- _YOUR OBJECTIVE_
Repeat the data exactly, so that every line matches the original.
[EXERCISE MATERIAL — start]
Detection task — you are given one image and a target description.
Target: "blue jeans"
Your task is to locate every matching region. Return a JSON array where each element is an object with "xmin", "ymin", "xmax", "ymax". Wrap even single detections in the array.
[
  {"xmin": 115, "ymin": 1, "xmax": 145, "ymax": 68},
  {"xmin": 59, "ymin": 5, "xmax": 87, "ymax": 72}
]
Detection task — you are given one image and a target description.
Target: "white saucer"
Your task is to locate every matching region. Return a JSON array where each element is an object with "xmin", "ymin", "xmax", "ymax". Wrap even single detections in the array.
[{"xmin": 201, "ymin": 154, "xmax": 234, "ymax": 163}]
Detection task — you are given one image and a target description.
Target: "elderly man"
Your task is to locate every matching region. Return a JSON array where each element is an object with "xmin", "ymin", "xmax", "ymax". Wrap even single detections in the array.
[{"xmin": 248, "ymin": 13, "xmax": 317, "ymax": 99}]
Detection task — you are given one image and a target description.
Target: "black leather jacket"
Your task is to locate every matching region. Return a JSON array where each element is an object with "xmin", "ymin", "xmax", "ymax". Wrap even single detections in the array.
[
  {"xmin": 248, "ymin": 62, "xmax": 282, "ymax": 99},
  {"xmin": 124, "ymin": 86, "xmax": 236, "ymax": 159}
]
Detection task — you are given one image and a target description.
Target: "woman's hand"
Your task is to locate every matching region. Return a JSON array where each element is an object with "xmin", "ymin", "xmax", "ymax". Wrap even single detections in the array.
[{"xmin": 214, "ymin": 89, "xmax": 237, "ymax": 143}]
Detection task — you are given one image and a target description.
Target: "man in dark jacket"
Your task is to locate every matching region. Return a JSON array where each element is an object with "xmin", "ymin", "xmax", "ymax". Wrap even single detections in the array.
[EXERCISE MATERIAL — finish]
- _ANSWER AREA_
Detection task — you are given one image and a target description.
Target: "blue jeans"
Your task is to locate every matching region. Return a JSON array where each element is an object with "xmin", "ymin", "xmax", "ymax". Wrap even single detections in the array.
[
  {"xmin": 115, "ymin": 1, "xmax": 145, "ymax": 68},
  {"xmin": 59, "ymin": 5, "xmax": 87, "ymax": 72}
]
Detection task — you are given one image and a target description.
Target: "white saucer"
Your task is to locate every matching region. Return a JSON array where each element is an object with "xmin", "ymin", "xmax", "ymax". Wrap even single detections in the array.
[{"xmin": 201, "ymin": 154, "xmax": 234, "ymax": 163}]
Detection task — you are given one image and a target description.
Target: "elderly man"
Your task is to locate every matching region. Return a JSON array where each element is an object with "xmin", "ymin", "xmax", "ymax". Wrap even single detections in the array.
[{"xmin": 248, "ymin": 13, "xmax": 317, "ymax": 99}]
Detection task — you are given one image and a target description.
Target: "black leather jacket"
Your task is to locate every matching region. Return a JSON array where each element is an object with "xmin", "ymin", "xmax", "ymax". Wrap even single detections in the array.
[
  {"xmin": 248, "ymin": 62, "xmax": 282, "ymax": 99},
  {"xmin": 124, "ymin": 86, "xmax": 236, "ymax": 159}
]
Detection task — you are given one image and a target description.
Target: "woman's hand"
Your task is to locate every matching region. Return a JSON array where each element is an object with "xmin", "ymin", "xmax", "ymax". Wrap even single detections in the array.
[{"xmin": 214, "ymin": 89, "xmax": 237, "ymax": 143}]
Detection task — you are given one image and a target description.
Target: "man in dark jacket"
Your task is to locate every matching region. Return a JSON array where each element is an object with "xmin", "ymin", "xmax", "ymax". Wrap even single detections in the array.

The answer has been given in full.